Material to process:

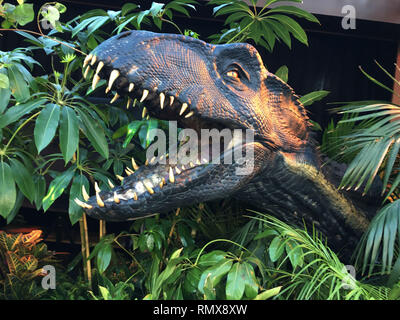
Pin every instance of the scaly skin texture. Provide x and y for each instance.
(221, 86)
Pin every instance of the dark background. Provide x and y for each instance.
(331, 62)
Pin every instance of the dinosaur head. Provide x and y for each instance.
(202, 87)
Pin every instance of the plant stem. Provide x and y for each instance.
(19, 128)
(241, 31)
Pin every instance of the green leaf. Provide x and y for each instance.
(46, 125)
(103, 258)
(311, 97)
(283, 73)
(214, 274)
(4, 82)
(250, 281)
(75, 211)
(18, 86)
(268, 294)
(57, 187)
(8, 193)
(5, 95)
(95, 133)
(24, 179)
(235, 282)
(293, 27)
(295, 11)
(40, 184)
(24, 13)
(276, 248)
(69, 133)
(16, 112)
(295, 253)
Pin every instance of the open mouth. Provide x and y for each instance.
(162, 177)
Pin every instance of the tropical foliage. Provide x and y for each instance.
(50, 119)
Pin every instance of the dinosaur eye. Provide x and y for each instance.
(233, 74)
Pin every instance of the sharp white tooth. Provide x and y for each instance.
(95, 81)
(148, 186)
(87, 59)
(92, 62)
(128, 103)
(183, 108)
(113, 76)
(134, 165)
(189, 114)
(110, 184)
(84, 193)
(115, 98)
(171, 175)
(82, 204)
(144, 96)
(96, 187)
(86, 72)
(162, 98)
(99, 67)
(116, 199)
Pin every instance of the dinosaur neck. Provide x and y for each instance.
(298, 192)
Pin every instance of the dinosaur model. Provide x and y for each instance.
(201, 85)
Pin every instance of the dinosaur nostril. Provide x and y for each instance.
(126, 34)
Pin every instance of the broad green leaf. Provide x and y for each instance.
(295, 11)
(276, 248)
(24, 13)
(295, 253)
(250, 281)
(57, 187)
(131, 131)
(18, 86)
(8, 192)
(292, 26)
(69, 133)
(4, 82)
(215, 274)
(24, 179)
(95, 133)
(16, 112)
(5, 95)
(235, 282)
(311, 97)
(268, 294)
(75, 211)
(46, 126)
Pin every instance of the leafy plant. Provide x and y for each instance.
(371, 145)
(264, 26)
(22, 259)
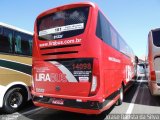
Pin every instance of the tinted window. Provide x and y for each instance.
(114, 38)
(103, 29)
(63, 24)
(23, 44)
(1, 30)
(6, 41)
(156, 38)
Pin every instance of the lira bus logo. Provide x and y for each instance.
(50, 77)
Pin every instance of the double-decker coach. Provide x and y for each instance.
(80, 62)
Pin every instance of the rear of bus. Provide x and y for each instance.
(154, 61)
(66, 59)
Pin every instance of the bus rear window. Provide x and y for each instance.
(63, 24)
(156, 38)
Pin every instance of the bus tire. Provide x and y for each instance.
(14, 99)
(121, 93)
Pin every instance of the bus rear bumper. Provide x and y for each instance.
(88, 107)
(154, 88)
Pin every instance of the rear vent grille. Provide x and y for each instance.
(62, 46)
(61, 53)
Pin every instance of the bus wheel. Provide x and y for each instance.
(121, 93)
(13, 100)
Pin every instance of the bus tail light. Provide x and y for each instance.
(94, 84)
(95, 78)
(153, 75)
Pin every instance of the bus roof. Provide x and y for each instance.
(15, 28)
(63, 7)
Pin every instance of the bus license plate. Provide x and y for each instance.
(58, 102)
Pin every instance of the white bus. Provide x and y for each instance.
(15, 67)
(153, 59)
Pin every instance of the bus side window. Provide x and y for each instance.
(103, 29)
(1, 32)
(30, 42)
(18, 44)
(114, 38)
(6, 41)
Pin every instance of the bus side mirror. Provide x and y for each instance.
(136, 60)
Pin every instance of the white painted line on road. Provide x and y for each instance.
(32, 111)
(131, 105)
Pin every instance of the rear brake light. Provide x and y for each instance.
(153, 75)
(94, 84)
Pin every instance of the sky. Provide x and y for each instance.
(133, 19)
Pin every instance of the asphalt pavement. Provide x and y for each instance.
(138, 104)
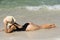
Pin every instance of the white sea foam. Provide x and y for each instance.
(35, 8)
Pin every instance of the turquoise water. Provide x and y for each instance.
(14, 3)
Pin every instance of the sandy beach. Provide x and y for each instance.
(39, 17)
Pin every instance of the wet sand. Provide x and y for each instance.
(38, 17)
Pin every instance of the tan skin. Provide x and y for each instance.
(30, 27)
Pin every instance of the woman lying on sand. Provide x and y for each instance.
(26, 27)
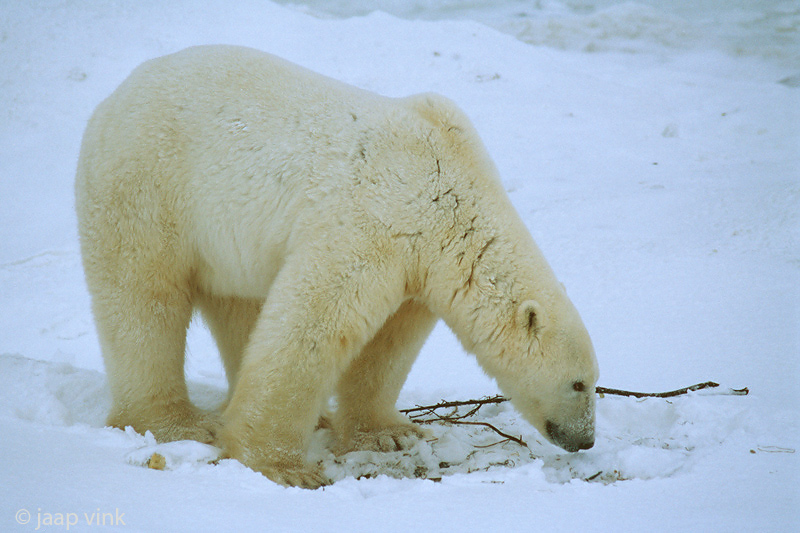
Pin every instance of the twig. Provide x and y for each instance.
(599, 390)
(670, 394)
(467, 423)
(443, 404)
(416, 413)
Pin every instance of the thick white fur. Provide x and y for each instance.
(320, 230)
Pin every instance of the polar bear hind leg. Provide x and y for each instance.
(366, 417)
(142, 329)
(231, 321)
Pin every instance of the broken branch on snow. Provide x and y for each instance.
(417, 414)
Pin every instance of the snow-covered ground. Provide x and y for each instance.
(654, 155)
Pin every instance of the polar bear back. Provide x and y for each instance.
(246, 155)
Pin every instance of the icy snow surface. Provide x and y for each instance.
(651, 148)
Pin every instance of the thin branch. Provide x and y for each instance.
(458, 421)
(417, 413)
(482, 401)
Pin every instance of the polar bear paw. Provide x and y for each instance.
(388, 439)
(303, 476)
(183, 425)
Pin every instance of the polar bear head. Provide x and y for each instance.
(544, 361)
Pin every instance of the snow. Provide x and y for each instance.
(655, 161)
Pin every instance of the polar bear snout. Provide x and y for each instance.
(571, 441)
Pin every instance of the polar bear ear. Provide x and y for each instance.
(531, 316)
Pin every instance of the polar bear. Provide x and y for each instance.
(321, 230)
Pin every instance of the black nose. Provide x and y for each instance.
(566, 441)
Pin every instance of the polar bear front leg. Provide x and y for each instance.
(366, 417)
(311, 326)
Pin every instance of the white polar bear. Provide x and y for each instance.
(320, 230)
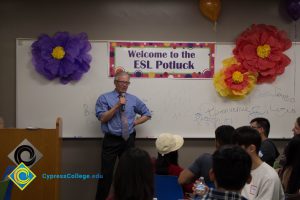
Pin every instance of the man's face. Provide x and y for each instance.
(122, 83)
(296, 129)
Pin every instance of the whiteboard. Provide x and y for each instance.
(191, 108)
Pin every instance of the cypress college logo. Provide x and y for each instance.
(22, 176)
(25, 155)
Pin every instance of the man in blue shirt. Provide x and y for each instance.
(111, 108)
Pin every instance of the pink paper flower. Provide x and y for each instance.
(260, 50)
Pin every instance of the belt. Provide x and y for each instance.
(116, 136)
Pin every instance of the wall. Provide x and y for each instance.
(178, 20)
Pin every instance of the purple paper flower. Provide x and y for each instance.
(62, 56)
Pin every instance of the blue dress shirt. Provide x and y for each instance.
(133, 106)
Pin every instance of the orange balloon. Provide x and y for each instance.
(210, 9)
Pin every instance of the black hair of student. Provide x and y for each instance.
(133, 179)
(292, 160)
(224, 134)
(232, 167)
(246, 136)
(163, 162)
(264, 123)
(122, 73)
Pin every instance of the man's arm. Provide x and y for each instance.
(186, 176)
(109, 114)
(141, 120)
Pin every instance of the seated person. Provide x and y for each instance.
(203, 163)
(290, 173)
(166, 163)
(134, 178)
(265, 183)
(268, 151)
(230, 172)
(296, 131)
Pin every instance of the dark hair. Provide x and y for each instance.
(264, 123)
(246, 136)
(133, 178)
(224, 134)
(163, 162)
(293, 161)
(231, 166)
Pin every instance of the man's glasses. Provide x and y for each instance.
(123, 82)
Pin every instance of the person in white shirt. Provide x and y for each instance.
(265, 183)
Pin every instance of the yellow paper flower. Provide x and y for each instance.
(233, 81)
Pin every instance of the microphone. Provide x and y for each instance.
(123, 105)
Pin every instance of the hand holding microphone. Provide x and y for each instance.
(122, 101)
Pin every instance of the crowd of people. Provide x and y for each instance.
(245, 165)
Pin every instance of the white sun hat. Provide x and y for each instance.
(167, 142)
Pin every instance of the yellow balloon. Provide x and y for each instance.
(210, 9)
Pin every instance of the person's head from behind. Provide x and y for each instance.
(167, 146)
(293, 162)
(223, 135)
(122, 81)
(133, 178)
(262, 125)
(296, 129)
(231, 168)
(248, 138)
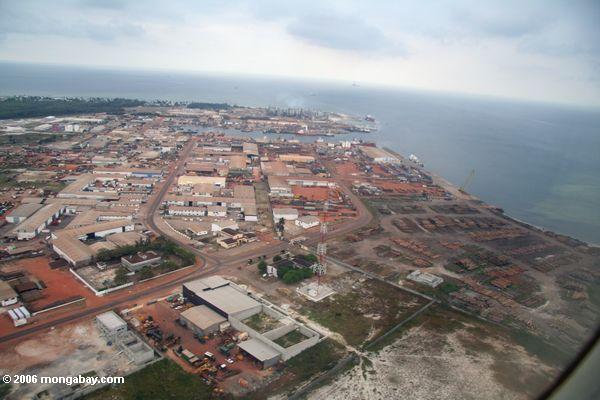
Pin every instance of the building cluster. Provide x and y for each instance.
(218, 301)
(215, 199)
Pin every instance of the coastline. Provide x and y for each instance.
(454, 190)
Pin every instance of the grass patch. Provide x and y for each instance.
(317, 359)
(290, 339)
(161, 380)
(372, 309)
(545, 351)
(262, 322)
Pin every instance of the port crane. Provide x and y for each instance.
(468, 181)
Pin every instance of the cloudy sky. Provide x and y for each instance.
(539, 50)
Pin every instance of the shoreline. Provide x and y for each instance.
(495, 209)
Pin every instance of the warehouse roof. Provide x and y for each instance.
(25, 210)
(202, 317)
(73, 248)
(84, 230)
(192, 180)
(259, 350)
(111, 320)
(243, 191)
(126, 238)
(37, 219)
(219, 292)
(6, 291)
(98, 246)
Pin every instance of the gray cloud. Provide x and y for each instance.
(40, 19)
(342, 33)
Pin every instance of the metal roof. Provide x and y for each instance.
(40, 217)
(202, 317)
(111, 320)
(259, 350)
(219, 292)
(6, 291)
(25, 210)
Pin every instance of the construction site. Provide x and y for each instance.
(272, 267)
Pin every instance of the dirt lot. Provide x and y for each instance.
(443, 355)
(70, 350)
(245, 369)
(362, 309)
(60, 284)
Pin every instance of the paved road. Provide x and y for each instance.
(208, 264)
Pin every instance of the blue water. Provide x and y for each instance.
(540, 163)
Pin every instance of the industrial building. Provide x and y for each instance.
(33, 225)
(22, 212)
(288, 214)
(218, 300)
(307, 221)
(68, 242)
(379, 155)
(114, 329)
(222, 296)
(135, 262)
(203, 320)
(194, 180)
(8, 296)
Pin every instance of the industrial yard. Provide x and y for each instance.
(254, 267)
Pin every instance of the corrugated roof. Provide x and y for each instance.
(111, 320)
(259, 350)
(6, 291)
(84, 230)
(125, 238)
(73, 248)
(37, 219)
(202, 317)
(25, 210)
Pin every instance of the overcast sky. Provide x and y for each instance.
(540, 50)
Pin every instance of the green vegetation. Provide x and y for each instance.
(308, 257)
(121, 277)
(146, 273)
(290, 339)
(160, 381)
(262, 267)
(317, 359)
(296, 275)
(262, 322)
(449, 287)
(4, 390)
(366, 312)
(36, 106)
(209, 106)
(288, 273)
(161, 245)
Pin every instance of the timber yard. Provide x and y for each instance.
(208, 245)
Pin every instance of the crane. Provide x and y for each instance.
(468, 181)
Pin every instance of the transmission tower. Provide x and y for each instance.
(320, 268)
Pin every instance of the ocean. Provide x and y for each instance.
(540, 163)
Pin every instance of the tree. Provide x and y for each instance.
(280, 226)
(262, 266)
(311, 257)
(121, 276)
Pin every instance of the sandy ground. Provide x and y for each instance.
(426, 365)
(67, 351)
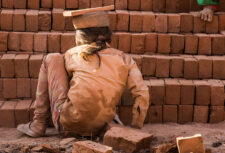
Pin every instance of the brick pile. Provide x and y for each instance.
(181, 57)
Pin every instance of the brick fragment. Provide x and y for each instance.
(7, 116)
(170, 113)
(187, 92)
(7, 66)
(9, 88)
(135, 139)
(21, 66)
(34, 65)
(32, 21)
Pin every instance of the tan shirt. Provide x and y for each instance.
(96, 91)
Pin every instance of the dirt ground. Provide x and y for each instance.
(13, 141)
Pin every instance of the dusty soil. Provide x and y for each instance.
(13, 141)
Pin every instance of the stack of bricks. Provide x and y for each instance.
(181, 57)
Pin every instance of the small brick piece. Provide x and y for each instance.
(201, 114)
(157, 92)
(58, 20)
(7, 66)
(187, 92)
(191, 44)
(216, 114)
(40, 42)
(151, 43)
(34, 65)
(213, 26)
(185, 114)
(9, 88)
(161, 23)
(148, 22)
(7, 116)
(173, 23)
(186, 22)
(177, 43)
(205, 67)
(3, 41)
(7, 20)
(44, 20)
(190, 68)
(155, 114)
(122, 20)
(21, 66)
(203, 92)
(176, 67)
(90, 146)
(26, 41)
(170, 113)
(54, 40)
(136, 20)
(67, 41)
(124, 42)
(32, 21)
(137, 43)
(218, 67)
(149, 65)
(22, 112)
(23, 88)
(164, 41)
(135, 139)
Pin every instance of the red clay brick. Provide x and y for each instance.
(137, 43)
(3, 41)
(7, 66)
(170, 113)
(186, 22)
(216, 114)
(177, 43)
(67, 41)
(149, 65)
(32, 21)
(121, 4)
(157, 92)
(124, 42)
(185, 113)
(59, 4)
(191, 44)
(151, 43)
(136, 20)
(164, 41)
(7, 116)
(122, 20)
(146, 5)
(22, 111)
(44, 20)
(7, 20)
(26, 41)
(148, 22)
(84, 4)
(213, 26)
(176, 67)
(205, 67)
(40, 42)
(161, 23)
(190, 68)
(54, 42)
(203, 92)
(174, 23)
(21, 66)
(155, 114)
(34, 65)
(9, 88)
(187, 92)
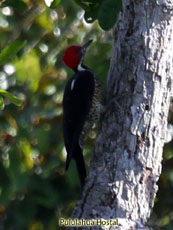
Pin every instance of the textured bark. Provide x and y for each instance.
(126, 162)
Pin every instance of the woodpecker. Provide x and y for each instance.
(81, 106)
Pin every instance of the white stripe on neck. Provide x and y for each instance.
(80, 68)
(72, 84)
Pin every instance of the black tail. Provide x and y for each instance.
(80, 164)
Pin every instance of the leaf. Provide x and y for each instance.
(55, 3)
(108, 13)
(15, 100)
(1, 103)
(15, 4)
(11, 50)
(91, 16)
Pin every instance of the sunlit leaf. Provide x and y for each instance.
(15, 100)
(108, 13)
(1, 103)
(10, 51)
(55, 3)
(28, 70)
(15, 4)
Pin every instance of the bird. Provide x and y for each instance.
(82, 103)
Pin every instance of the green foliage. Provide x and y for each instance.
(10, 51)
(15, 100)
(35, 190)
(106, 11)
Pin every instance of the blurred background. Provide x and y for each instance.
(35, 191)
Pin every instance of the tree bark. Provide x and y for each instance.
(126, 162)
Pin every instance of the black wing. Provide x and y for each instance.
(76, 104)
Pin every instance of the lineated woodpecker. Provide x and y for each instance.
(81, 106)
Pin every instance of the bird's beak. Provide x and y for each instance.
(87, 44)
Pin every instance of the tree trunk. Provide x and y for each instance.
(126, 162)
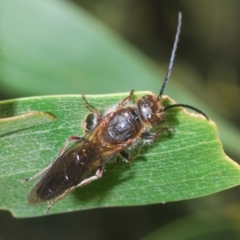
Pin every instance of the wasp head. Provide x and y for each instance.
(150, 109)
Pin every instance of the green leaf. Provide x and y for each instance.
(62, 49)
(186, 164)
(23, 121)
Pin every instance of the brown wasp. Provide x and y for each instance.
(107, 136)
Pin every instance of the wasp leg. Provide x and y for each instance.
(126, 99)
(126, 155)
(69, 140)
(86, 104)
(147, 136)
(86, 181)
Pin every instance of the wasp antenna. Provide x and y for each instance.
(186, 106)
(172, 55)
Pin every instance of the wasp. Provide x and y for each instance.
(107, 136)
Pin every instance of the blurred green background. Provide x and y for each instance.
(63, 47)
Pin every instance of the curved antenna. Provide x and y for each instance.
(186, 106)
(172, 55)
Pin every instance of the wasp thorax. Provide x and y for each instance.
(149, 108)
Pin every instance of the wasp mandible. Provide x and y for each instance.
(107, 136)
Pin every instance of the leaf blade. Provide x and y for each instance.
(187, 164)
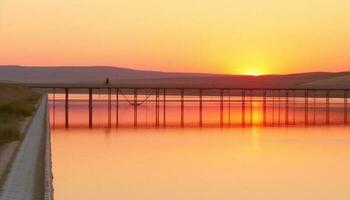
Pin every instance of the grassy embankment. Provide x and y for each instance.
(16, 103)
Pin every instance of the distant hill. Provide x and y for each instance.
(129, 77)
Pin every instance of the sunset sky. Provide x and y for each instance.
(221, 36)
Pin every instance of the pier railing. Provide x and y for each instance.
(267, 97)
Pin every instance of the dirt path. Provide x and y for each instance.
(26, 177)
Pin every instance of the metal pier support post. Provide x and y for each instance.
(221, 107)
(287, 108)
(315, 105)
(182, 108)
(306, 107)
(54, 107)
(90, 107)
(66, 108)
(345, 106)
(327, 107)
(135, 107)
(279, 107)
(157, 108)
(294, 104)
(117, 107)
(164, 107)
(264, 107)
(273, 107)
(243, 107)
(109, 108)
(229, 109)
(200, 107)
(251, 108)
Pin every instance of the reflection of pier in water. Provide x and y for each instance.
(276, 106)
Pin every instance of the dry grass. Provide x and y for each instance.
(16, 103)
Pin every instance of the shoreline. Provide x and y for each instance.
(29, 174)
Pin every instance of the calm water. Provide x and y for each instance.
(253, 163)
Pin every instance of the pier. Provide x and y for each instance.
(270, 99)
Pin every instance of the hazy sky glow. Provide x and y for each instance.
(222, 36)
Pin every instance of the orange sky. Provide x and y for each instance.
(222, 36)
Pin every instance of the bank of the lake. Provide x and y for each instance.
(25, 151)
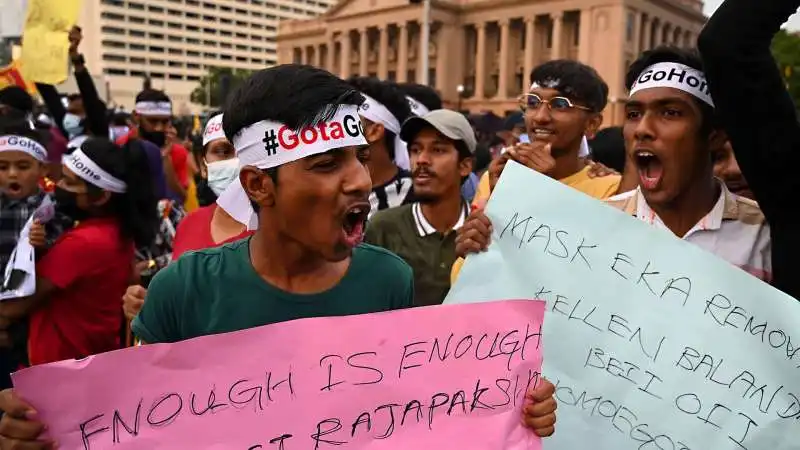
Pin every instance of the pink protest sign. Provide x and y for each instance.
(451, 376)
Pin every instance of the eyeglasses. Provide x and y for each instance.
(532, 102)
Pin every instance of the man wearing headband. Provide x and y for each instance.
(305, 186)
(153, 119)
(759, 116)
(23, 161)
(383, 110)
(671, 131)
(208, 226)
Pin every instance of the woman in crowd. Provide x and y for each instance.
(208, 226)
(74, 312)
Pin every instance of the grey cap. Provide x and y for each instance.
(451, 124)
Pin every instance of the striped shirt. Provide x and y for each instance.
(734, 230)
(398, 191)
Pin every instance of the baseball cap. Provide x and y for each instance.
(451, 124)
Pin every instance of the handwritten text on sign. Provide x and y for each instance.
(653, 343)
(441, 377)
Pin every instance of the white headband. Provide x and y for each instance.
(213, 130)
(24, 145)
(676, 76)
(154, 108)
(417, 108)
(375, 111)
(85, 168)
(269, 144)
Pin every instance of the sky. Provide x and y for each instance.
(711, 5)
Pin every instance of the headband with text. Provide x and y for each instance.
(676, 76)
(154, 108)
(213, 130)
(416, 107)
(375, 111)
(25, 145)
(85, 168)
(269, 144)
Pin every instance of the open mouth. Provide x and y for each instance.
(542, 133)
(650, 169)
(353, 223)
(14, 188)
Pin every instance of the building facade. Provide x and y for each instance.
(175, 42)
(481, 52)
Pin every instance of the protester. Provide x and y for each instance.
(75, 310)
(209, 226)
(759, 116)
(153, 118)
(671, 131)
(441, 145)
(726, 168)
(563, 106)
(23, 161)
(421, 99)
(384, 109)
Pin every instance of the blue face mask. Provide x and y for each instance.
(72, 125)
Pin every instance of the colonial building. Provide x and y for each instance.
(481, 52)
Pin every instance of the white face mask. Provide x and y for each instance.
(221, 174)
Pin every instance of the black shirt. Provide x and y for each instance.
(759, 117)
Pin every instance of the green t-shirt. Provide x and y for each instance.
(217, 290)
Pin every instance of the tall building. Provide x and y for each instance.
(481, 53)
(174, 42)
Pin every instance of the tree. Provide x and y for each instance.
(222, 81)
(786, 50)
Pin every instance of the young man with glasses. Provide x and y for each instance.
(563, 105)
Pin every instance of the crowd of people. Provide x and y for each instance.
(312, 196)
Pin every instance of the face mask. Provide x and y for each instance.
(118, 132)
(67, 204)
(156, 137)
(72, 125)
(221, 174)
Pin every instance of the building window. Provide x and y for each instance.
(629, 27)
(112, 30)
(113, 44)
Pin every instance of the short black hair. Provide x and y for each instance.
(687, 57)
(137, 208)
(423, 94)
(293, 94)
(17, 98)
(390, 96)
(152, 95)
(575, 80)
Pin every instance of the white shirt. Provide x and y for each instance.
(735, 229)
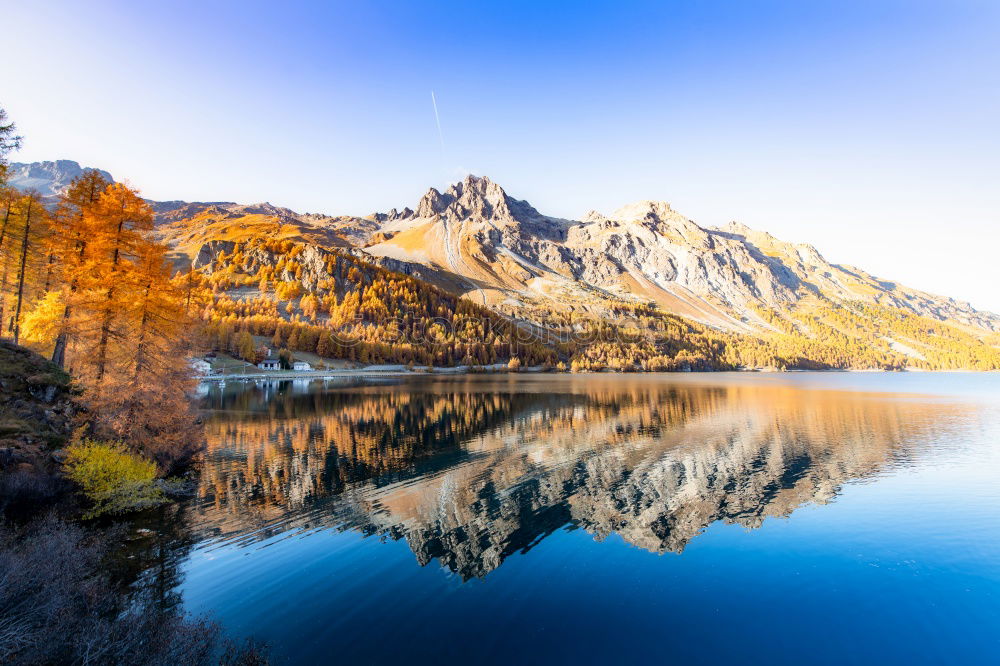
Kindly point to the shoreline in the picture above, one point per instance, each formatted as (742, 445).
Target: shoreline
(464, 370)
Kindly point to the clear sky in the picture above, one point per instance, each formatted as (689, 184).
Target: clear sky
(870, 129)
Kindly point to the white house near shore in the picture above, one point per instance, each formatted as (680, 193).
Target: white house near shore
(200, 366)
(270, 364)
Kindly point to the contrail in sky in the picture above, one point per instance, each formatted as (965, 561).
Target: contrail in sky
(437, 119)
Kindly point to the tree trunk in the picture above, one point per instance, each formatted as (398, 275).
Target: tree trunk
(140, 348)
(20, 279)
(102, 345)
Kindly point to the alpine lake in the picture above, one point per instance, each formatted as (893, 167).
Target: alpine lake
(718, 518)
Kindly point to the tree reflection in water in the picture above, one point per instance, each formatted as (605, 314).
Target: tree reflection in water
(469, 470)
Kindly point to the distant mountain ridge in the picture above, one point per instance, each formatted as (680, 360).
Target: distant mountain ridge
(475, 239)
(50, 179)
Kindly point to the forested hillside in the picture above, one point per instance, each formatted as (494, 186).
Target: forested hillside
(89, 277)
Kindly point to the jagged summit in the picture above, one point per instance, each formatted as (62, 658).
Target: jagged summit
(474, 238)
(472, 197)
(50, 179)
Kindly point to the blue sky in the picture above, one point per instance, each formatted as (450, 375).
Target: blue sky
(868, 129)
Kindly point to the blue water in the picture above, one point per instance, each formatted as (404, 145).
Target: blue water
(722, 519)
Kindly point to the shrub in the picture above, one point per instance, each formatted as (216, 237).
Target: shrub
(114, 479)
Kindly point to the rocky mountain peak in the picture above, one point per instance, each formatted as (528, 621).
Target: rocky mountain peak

Exercise requirements:
Produce an exact copy of each line from the one holding "Target: contrail in sky" through the last line of the records, both included, and nothing more.

Written answer:
Target: contrail in sky
(437, 119)
Kindly point to the tree trunk in the picture above, one point per instance, each formatted as (398, 275).
Target: tree trunk
(140, 348)
(20, 279)
(102, 345)
Kindly point to the alpine lake in the picture above, one point per instance, each formatted as (893, 167).
Target: alpine lake
(718, 518)
Kindly point to the tree reflection in water in the picture above, one point per instance, each formatted as (605, 314).
Target: tree reflection in water
(469, 470)
Kindly point to the distant mountain ridge in the picture above, one point per instance, each formatted as (680, 360).
Target: distant mountain ridge
(475, 239)
(50, 179)
Kindly point to the forested hillside in the picture above, one point per instance, each formatted as (494, 186).
Target: forested hillside
(89, 277)
Kindly point to the jagged summit in the picture above, one point per instance, each formatted as (62, 658).
Target: jagged summit
(474, 238)
(472, 197)
(50, 179)
Kindly point to the blue sky in the picture above, one point per instance, each formatted as (450, 375).
Target: blue sky
(868, 129)
Kindly point to the blue water in the picture above, one point per instance, each formatted as (404, 145).
Target: blue water
(722, 519)
Kindly point to the shrub in the picture above, one point per instance, each formatted as (216, 237).
Target: shrub
(114, 479)
Kindly point to the rocky mountain peak in the picture above, one point per instance, each formatted as (528, 621).
Target: rocky mountain peak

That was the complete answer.